### Work to complete
Extract every record, keeping each one exactly as it is.

### Extracted entries
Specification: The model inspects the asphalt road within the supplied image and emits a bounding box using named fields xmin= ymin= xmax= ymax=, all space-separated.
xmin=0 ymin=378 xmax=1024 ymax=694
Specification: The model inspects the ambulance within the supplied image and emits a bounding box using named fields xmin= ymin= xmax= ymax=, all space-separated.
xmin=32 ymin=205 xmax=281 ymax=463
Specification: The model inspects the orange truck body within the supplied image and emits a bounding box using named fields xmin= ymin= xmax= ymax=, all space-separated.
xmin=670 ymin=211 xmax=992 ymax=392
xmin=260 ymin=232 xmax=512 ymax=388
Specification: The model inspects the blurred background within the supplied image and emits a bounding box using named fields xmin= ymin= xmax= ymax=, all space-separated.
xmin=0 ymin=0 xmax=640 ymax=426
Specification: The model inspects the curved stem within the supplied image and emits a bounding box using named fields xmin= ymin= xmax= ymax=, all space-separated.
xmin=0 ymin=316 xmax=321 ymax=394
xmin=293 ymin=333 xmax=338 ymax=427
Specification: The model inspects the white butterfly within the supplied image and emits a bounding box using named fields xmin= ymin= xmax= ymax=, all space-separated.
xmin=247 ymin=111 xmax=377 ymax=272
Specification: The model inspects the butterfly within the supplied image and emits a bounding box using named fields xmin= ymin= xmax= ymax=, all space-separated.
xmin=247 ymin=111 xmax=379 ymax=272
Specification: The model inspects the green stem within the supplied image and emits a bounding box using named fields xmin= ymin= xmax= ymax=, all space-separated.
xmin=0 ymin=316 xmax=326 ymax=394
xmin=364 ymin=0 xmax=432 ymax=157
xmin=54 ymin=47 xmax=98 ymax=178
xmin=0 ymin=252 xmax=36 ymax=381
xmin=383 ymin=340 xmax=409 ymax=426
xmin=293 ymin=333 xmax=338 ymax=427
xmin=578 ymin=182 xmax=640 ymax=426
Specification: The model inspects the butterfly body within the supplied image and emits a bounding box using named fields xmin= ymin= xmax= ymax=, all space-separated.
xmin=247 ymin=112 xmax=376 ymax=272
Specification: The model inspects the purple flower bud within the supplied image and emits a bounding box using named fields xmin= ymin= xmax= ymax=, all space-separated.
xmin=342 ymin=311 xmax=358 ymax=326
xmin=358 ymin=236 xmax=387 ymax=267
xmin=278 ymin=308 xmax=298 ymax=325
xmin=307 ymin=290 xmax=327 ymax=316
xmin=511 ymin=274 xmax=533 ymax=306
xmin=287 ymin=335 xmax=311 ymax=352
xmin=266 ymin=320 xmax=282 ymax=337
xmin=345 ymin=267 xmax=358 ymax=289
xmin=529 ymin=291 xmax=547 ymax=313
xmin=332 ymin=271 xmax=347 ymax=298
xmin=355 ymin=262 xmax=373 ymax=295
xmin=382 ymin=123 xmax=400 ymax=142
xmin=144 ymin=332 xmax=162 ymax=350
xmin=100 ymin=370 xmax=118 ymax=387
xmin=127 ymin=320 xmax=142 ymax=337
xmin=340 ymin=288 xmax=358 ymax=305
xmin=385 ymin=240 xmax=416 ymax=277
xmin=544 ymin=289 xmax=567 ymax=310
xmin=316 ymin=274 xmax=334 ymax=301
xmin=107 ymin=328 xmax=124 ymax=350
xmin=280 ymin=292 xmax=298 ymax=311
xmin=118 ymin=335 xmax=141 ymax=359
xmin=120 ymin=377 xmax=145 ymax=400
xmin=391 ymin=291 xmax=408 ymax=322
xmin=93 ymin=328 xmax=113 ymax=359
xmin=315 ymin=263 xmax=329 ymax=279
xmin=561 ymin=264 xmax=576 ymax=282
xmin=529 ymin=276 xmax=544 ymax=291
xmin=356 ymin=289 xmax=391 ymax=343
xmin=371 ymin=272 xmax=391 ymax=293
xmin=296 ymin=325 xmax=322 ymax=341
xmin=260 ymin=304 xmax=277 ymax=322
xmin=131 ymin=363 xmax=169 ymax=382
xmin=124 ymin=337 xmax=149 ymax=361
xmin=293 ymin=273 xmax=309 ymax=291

### Answer to the problem
Specification: The model inspects the asphalt road within the supplied image and emits a bounding box using named fields xmin= ymin= xmax= ymax=, all space-separated.
xmin=0 ymin=378 xmax=1024 ymax=694
Specification: The model inspects the ambulance within the supplied image and emits a bounding box using named fields xmin= ymin= xmax= ymax=, all space-separated.
xmin=32 ymin=205 xmax=281 ymax=463
Specification: The model inspects the orange truck body within the supplied image and emits a bounding box using named fields xmin= ymin= xmax= ymax=, all space-separated.
xmin=670 ymin=211 xmax=992 ymax=392
xmin=260 ymin=232 xmax=512 ymax=388
Specification: The model inspects the blurred background within the supplied image and emits a bounding box using named fields xmin= ymin= xmax= ymax=, all space-separated.
xmin=0 ymin=0 xmax=640 ymax=426
Specification: The model inspects the curved stem within the supplied image and emits a bounding box using named fields xmin= ymin= xmax= ymax=, all space-separated.
xmin=0 ymin=316 xmax=321 ymax=394
xmin=293 ymin=333 xmax=338 ymax=427
Specification: The model inspects the white butterfly within the supplied image and emits a bounding box using named fields xmin= ymin= xmax= ymax=, all space-separated.
xmin=247 ymin=111 xmax=377 ymax=272
Specification: The model inspects the butterfly within the supplied image and emits a bounding box using named fields xmin= ymin= xmax= ymax=, all space-separated.
xmin=247 ymin=111 xmax=379 ymax=272
Specification: The model inspects the green stem within the supplied image and emits a bounding box using named fields xmin= ymin= xmax= ymax=, all space-separated.
xmin=0 ymin=316 xmax=326 ymax=394
xmin=364 ymin=0 xmax=432 ymax=157
xmin=54 ymin=47 xmax=98 ymax=178
xmin=0 ymin=252 xmax=36 ymax=381
xmin=383 ymin=340 xmax=409 ymax=426
xmin=293 ymin=333 xmax=338 ymax=427
xmin=578 ymin=182 xmax=640 ymax=426
Specification: The model inspects the butterfly body within the supplied image and emits a bounding box using named fields xmin= ymin= xmax= ymax=, all space-separated.
xmin=247 ymin=112 xmax=376 ymax=272
Specification: The model inspects the purple flower bud within the supplied image and emits a bounding box using named fields xmin= ymin= xmax= ymax=, all space-separated.
xmin=342 ymin=311 xmax=358 ymax=326
xmin=358 ymin=236 xmax=387 ymax=267
xmin=278 ymin=308 xmax=298 ymax=325
xmin=307 ymin=290 xmax=327 ymax=316
xmin=511 ymin=274 xmax=533 ymax=306
xmin=287 ymin=335 xmax=311 ymax=352
xmin=266 ymin=320 xmax=282 ymax=337
xmin=345 ymin=267 xmax=358 ymax=289
xmin=529 ymin=291 xmax=547 ymax=313
xmin=332 ymin=271 xmax=347 ymax=298
xmin=355 ymin=262 xmax=373 ymax=295
xmin=382 ymin=123 xmax=400 ymax=142
xmin=144 ymin=332 xmax=162 ymax=350
xmin=100 ymin=370 xmax=118 ymax=387
xmin=127 ymin=320 xmax=142 ymax=337
xmin=340 ymin=288 xmax=358 ymax=305
xmin=385 ymin=240 xmax=416 ymax=277
xmin=544 ymin=289 xmax=567 ymax=310
xmin=316 ymin=274 xmax=334 ymax=301
xmin=107 ymin=328 xmax=124 ymax=350
xmin=280 ymin=292 xmax=298 ymax=311
xmin=118 ymin=335 xmax=141 ymax=359
xmin=120 ymin=377 xmax=145 ymax=400
xmin=391 ymin=291 xmax=408 ymax=322
xmin=93 ymin=328 xmax=113 ymax=359
xmin=315 ymin=263 xmax=329 ymax=279
xmin=561 ymin=264 xmax=576 ymax=282
xmin=529 ymin=276 xmax=544 ymax=291
xmin=356 ymin=289 xmax=391 ymax=343
xmin=371 ymin=272 xmax=391 ymax=293
xmin=296 ymin=325 xmax=322 ymax=341
xmin=260 ymin=304 xmax=277 ymax=322
xmin=131 ymin=363 xmax=169 ymax=382
xmin=124 ymin=337 xmax=149 ymax=361
xmin=293 ymin=273 xmax=309 ymax=291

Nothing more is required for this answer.